**Records for this exercise:**
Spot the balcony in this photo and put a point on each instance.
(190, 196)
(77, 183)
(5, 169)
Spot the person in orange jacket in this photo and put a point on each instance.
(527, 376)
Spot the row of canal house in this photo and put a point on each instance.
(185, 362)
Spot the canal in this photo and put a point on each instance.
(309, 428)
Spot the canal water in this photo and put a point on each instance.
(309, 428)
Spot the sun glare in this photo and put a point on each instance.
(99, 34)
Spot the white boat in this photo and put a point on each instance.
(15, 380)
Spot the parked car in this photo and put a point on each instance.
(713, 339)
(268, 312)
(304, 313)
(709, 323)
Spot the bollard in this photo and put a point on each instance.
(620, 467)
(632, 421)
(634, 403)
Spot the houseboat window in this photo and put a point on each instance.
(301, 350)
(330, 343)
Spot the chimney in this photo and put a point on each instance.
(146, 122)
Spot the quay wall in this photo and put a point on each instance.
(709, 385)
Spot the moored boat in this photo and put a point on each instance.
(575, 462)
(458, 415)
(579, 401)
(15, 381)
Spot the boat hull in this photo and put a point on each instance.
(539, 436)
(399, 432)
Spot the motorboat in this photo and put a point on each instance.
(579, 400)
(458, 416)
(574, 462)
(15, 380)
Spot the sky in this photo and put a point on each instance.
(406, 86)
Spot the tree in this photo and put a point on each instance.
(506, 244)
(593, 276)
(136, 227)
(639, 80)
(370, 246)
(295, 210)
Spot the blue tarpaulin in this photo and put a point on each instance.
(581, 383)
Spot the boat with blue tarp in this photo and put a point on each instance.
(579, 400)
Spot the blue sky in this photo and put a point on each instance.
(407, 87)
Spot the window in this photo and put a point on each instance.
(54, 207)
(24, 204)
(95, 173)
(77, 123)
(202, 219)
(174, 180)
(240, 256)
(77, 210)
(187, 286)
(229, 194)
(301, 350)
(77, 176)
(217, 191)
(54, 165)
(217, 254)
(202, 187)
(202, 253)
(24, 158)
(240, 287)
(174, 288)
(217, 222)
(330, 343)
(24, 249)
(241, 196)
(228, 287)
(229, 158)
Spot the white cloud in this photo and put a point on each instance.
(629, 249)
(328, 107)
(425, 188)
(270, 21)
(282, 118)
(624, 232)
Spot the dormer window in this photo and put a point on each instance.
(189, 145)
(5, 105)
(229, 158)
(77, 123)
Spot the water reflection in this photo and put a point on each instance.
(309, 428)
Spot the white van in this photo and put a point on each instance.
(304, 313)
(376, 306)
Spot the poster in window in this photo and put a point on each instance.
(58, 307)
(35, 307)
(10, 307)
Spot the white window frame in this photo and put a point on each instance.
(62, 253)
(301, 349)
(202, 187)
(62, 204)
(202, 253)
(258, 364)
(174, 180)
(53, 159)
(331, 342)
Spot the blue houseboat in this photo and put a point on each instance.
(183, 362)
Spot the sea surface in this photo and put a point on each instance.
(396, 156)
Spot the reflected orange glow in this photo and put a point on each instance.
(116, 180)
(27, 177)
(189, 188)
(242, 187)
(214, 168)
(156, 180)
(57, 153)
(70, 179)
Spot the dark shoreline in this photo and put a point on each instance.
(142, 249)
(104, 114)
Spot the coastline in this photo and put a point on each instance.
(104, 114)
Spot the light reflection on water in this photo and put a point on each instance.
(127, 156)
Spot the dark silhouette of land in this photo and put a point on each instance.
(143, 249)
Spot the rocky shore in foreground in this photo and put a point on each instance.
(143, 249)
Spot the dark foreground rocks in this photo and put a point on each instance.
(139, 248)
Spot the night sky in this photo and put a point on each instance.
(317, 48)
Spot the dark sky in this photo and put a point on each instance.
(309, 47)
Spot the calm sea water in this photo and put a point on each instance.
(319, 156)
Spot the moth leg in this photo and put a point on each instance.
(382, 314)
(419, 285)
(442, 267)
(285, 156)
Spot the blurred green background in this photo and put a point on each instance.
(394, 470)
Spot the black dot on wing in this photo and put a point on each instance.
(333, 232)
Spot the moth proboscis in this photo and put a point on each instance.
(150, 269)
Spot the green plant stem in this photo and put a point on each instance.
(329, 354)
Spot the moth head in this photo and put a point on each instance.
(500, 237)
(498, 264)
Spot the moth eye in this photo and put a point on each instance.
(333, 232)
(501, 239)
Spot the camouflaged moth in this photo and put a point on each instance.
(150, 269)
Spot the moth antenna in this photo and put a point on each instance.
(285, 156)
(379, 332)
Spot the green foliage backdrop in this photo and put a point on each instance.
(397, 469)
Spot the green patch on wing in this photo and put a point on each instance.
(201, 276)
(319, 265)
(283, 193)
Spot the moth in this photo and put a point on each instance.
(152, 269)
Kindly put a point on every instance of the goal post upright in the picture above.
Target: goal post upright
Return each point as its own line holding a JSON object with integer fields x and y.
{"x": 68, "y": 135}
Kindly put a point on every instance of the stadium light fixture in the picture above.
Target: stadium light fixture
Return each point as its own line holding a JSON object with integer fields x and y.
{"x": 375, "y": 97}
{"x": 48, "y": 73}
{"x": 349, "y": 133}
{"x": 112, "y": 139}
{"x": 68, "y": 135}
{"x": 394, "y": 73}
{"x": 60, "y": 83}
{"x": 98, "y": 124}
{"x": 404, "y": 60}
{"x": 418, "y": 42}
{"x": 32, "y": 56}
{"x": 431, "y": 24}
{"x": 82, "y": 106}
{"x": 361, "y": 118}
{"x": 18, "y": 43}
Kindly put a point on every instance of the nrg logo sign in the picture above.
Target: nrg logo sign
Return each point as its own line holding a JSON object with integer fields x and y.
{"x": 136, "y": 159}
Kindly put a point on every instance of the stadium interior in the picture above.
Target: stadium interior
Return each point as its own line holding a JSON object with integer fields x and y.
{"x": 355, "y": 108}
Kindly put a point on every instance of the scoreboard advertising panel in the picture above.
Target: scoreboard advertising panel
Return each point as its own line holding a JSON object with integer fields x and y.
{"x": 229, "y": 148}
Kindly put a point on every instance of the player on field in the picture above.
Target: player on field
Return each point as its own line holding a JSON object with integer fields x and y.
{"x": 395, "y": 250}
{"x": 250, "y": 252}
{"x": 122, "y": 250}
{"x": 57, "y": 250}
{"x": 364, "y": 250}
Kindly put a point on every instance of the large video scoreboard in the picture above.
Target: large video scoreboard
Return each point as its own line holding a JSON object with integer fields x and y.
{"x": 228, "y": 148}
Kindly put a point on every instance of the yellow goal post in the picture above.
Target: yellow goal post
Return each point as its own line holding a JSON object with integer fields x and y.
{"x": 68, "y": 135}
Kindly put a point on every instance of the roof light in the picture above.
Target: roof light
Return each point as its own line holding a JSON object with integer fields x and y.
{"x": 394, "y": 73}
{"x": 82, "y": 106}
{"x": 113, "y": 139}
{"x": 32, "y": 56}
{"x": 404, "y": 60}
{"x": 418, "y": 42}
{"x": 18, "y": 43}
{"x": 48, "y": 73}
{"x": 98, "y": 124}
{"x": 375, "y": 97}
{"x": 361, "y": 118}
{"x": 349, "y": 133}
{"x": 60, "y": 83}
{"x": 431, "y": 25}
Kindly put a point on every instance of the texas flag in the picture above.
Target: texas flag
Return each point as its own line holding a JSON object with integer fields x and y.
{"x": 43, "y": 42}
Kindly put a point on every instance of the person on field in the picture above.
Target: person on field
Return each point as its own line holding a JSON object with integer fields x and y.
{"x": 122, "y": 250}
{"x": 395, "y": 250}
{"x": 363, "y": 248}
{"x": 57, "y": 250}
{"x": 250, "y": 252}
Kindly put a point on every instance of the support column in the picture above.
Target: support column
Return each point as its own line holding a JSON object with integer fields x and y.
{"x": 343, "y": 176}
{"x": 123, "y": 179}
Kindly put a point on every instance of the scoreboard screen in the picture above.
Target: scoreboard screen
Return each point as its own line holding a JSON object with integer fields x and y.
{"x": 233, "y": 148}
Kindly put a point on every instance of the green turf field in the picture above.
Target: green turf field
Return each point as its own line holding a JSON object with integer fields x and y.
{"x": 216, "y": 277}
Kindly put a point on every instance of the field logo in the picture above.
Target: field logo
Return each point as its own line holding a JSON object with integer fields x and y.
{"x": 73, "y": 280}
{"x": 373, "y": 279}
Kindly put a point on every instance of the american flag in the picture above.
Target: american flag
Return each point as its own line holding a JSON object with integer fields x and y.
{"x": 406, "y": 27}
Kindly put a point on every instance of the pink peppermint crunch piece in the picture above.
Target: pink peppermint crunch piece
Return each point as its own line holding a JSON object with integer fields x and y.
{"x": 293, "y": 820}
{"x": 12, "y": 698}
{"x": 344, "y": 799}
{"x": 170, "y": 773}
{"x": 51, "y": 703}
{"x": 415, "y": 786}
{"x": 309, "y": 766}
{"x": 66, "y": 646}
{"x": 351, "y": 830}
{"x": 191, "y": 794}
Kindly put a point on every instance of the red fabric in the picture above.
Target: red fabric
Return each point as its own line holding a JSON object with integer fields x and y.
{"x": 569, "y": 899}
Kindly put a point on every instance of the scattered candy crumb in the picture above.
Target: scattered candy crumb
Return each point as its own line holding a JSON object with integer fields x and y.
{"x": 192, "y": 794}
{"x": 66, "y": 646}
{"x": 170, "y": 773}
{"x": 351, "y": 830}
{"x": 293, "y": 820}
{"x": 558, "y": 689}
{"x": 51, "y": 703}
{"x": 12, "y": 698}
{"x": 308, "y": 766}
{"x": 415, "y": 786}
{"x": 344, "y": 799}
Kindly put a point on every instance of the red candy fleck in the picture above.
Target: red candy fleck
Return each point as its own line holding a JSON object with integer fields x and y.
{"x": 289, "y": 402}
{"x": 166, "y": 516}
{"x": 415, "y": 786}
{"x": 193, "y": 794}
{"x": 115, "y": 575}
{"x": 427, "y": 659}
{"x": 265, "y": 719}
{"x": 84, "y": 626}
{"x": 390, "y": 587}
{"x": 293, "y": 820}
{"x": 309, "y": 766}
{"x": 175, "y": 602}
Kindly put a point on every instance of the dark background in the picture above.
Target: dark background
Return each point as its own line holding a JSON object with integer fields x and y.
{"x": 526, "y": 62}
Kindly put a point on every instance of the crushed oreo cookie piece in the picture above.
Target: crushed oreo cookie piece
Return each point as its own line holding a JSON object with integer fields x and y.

**Exercise brief:** Starting with the line that contains "Kindly put a point on every instance of the crushed" and going on through the end of the material, write those lines out as a numbered list, skipping any blank lines.

**Final answer:**
1. Kindly put a point on every instance of the crushed oreo cookie piece in the picture above.
2. Target: crushed oreo cookie piece
3. Return each point as its own line holding a JSON object with integer fields x and y.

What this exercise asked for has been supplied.